* [Record set]:
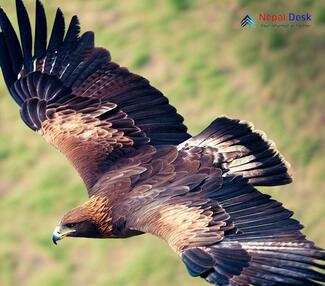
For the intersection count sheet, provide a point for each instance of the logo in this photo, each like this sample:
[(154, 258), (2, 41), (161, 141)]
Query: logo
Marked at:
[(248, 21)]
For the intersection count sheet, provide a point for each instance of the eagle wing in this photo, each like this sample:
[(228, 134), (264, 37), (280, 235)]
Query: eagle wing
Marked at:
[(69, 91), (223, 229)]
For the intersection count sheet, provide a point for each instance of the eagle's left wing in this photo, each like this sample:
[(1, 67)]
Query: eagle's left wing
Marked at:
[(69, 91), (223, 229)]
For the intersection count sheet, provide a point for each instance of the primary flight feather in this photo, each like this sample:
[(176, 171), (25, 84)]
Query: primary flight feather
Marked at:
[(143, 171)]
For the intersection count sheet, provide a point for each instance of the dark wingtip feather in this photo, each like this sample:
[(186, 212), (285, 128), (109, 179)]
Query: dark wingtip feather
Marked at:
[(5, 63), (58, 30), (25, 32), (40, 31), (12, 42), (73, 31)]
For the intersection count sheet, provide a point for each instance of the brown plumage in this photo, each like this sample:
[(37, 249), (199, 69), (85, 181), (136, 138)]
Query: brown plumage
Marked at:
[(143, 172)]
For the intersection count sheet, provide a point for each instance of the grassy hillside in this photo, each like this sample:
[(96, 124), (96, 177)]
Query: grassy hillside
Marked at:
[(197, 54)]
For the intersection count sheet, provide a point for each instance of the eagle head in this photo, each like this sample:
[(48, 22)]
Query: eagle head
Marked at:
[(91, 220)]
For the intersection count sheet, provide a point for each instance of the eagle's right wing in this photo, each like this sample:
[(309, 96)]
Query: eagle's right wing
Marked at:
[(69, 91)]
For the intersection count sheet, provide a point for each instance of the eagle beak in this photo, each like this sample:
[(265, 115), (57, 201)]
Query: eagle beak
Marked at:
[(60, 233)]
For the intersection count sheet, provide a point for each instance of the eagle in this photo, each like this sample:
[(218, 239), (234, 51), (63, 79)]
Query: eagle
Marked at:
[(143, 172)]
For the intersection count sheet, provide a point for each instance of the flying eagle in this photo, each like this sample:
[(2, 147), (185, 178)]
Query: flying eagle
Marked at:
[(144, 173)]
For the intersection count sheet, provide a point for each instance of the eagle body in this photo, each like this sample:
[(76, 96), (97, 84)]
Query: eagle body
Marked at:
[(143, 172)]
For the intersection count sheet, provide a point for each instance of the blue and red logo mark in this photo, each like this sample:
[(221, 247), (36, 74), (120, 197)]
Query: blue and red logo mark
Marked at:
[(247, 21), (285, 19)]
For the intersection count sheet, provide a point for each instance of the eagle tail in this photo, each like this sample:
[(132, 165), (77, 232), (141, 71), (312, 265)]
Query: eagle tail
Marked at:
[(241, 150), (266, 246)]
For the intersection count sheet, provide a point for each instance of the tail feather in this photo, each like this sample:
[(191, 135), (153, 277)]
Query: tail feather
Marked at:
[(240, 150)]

* [Assigned task]: Print, without alteration, only the lines above between the one holding "the eagle wing" and the one holding "of the brown", inclusive.

* [Response]:
For the intersection count sheet, provide a point for each instance of the eagle wing in this photo, each like this sample:
[(228, 134), (264, 37), (280, 235)]
Query: eagle wing
Marked at:
[(69, 91), (223, 229)]
For the intersection count sheet, provide a point for each instance of the eagle's left wing in this photo, each like this sample:
[(1, 67)]
Query: eagle's left wing
Marked at:
[(69, 91), (223, 229)]
For the intersection count sheet, provide a point for each instance of the primary flight feather in this photo, each like this sample:
[(176, 171), (25, 84)]
Query: primary flight feather
Marked at:
[(143, 171)]
For the intersection count sheet, provide a point for each instance of the dark wingtip feather in this photo, each like this sample:
[(186, 212), (285, 128), (109, 179)]
Query: dark wingtip feather
Marked at:
[(5, 63), (58, 30), (25, 32), (40, 31), (12, 42), (73, 31)]
For the intersection count sheet, provide a point for each instance of the brown plumage in this photo, each like this sample:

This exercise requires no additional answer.